====== Records for the task ======
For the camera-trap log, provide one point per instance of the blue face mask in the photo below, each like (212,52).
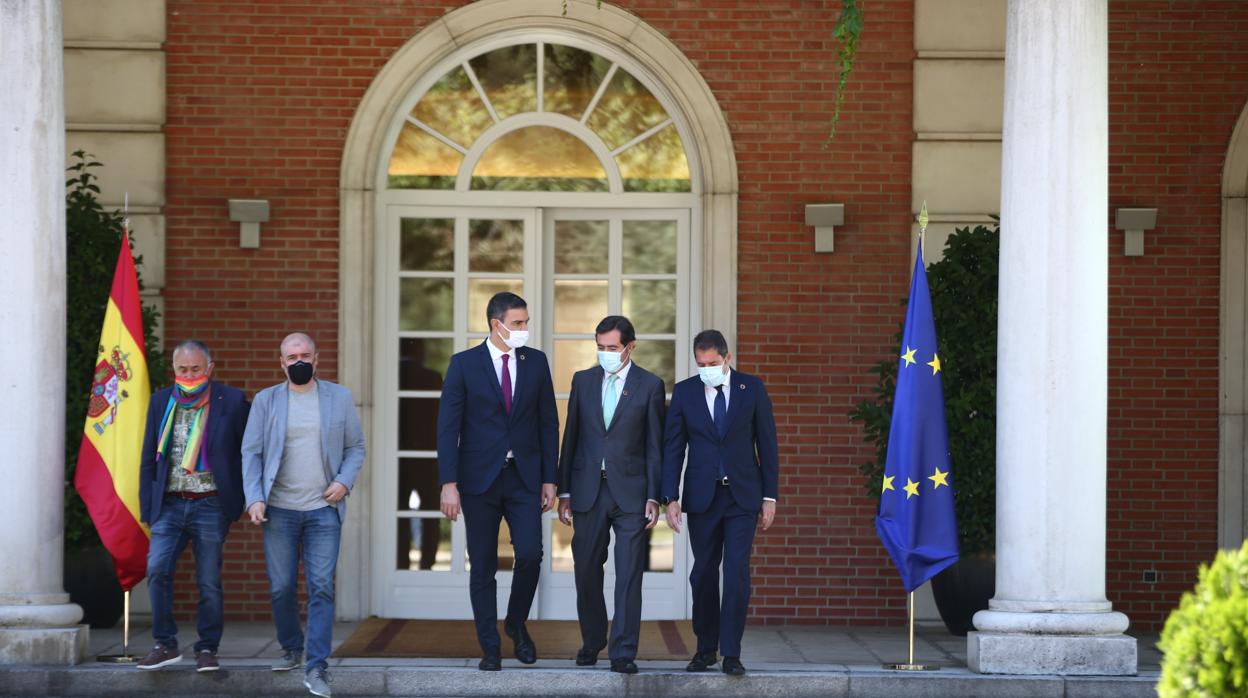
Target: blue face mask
(711,376)
(610,361)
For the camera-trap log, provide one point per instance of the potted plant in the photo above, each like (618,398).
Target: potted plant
(92,241)
(964,294)
(1206,638)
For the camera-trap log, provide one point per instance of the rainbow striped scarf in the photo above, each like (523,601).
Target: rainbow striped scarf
(195,457)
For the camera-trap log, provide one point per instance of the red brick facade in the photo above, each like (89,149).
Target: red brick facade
(261,96)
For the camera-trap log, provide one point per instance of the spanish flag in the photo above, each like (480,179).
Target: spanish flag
(112,438)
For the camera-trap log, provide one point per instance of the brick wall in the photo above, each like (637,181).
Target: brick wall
(1178,80)
(261,95)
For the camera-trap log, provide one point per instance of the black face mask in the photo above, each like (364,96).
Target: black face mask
(300,372)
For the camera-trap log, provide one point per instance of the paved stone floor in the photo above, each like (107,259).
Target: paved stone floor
(763,648)
(790,662)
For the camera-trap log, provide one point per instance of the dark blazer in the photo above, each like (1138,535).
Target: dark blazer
(227,421)
(474,430)
(749,448)
(632,445)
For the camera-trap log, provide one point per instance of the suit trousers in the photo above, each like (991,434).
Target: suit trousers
(723,533)
(507,497)
(589,540)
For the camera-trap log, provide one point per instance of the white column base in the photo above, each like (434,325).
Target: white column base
(1043,648)
(44,646)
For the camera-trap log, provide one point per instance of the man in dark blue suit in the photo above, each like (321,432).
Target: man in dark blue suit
(498,435)
(190,491)
(731,480)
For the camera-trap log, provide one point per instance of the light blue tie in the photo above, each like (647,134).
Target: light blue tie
(609,401)
(610,398)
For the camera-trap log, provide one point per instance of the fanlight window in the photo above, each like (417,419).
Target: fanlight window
(563,96)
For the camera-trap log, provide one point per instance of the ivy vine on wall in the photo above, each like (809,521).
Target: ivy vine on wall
(846,33)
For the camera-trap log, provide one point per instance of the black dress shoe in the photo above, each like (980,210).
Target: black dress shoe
(587,657)
(526,651)
(702,662)
(491,662)
(624,666)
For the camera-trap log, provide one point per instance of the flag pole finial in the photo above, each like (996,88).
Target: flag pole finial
(922,221)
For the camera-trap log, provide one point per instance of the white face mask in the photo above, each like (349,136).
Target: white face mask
(713,376)
(610,361)
(514,339)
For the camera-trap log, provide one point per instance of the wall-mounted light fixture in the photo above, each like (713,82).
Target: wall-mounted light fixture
(1133,222)
(825,217)
(248,212)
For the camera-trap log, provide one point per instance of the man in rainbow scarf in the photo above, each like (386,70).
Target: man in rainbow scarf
(190,491)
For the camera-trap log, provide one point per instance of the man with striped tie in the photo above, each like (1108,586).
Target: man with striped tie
(609,475)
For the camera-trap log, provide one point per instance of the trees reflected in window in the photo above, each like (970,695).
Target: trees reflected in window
(619,111)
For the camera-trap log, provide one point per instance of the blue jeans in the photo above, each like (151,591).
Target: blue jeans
(201,523)
(315,533)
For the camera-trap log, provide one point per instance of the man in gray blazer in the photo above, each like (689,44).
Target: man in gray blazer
(609,475)
(301,453)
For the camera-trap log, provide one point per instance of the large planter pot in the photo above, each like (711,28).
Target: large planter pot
(91,583)
(964,588)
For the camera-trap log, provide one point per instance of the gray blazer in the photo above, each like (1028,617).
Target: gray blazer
(342,440)
(632,445)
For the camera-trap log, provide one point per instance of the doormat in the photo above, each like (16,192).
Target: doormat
(555,639)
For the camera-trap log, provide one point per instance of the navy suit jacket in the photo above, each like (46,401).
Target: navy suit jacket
(474,430)
(227,421)
(748,451)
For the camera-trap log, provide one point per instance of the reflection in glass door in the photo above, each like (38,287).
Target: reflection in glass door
(441,266)
(599,262)
(573,266)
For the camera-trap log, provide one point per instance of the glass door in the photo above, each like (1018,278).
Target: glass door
(441,266)
(632,262)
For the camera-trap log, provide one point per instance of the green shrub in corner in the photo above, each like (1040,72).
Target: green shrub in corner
(964,290)
(1206,638)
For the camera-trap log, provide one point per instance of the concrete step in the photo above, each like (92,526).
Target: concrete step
(390,678)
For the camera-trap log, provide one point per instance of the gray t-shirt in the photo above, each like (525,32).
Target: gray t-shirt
(180,480)
(301,481)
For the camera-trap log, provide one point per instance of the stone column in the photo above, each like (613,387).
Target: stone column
(1050,614)
(38,623)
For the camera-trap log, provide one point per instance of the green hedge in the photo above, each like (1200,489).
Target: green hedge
(92,242)
(1206,638)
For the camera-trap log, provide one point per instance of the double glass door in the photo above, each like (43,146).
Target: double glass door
(437,270)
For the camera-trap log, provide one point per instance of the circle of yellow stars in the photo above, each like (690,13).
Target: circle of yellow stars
(939,477)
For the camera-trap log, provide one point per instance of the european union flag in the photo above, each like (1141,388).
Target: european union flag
(916,521)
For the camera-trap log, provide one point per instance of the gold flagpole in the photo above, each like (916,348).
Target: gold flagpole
(910,598)
(910,666)
(125,657)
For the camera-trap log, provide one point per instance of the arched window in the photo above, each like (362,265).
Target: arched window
(539,117)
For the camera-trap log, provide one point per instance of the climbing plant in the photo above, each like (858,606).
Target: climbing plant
(846,33)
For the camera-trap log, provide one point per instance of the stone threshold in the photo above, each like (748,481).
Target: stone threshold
(361,681)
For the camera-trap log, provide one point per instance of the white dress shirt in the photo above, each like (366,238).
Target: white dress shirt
(497,356)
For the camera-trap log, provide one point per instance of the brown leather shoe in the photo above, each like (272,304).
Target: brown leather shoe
(206,661)
(159,657)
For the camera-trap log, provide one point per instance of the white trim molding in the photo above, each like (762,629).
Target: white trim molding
(1233,344)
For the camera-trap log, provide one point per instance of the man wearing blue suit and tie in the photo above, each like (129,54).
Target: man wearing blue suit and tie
(731,481)
(498,435)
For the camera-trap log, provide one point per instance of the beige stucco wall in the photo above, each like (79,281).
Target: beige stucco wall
(115,110)
(959,95)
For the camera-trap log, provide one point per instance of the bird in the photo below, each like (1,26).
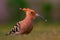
======
### Task directions
From the material above, pull out every line that contains the string "planter", matching case exactly.

### Exercise response
For the camera-trap log, provide one point per instance of the large planter pot in the photo above, each like (711,28).
Target: large planter pot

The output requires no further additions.